Texte à lire:
______
Page:Jaurès - Histoire socialiste, II.djvu/22

Cette page a été validée par deux contributeurs.

« La seconde que cette présomption peut être détruite par l’effet d’une preuve contraire, mais que cette preuve contraire est à la charge du redevable et que, si le redevable ne peut pas y parvenir, la présomption légale reprend toute sa force et le condamne à continuer le payement… »

C’était la condamnation des paysans à perpétuité. Car comment leur eût-il été possible de fournir la preuve contraire ? La preuve négative est toujours malaisée à administrer. Le seigneur, lui, était dispensé de fournir la preuve positive. Il était dispensé de produire le titre primitif en vertu duquel ses ascendants avaient concédé un fonds de terre, moyennant une redevance perpétuelle et féodale.
______
Données enregistrées:

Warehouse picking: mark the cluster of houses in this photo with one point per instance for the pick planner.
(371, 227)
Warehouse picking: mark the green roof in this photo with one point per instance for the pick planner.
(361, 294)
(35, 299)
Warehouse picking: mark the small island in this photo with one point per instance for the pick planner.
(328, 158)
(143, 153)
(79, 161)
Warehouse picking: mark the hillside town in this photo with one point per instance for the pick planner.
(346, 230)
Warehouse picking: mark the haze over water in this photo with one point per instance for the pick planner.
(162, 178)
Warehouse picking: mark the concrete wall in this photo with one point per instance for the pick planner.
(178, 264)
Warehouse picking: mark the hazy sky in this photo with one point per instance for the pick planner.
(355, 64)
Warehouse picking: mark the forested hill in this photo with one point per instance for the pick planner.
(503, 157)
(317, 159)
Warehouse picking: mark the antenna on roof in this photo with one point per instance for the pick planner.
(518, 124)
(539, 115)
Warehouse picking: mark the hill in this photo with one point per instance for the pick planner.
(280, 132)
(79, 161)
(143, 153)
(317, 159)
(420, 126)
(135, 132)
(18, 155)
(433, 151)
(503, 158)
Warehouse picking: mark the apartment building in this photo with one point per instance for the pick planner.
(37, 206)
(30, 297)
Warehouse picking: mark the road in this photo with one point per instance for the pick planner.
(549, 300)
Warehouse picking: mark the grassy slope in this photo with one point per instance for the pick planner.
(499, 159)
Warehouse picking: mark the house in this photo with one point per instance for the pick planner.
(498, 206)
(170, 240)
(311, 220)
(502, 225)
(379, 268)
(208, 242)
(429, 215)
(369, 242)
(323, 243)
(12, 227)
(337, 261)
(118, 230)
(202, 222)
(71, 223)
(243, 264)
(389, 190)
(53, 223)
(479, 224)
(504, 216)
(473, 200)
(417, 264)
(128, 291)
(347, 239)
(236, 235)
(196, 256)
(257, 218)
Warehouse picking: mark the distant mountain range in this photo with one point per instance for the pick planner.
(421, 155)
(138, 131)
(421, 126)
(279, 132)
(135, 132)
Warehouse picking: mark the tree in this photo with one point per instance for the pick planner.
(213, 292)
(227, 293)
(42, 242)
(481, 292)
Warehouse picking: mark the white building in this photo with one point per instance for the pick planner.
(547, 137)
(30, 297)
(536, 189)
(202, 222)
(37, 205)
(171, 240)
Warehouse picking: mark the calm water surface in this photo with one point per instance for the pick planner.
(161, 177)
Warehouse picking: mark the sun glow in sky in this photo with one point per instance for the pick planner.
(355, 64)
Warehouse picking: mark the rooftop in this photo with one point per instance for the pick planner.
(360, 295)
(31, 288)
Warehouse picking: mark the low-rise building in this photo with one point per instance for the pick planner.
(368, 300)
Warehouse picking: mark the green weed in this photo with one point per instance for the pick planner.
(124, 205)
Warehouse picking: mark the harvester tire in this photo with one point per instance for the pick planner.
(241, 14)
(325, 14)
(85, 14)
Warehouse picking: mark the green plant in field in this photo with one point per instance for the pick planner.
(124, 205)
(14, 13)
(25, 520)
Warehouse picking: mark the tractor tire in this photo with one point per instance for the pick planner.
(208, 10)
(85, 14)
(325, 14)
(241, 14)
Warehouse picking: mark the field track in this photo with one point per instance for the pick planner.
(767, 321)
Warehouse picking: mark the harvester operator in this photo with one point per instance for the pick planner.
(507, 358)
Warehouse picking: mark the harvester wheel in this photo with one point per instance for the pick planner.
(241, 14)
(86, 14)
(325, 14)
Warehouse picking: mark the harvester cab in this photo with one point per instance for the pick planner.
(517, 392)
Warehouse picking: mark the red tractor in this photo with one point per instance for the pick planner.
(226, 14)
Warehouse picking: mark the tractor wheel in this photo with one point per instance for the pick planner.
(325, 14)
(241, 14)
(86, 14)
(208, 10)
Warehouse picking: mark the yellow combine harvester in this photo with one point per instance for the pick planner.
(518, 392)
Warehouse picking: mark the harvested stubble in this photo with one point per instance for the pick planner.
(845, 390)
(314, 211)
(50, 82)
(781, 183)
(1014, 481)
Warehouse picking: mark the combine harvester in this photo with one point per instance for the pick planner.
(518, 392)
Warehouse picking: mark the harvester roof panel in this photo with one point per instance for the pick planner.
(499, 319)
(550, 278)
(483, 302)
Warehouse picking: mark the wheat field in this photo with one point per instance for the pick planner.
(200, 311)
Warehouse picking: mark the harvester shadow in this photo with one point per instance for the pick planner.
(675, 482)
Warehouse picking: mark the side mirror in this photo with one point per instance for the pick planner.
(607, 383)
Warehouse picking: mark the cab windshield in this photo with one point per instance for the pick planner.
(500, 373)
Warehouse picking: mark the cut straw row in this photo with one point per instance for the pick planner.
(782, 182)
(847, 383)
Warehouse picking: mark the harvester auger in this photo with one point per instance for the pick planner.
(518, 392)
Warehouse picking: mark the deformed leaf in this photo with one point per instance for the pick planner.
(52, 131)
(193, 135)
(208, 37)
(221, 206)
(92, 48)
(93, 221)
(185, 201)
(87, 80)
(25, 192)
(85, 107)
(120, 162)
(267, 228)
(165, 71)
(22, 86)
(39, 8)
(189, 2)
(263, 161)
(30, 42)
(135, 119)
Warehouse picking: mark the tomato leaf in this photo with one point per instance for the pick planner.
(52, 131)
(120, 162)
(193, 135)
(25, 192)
______
Consigne:
Reproduisez le passage du texte à lire qui va de « Page:Jaurès - Histoire » jusqu'à « perpétuelle et féodale. » inclus. Les entrées n'ont aucun rôle à jouer ici.

Réponse attendue:
Page:Jaurès - Histoire socialiste, II.djvu/22

Cette page a été validée par deux contributeurs.

« La seconde que cette présomption peut être détruite par l’effet d’une preuve contraire, mais que cette preuve contraire est à la charge du redevable et que, si le redevable ne peut pas y parvenir, la présomption légale reprend toute sa force et le condamne à continuer le payement… »

C’était la condamnation des paysans à perpétuité. Car comment leur eût-il été possible de fournir la preuve contraire ? La preuve négative est toujours malaisée à administrer. Le seigneur, lui, était dispensé de fournir la preuve positive. Il était dispensé de produire le titre primitif en vertu duquel ses ascendants avaient concédé un fonds de terre, moyennant une redevance perpétuelle et féodale.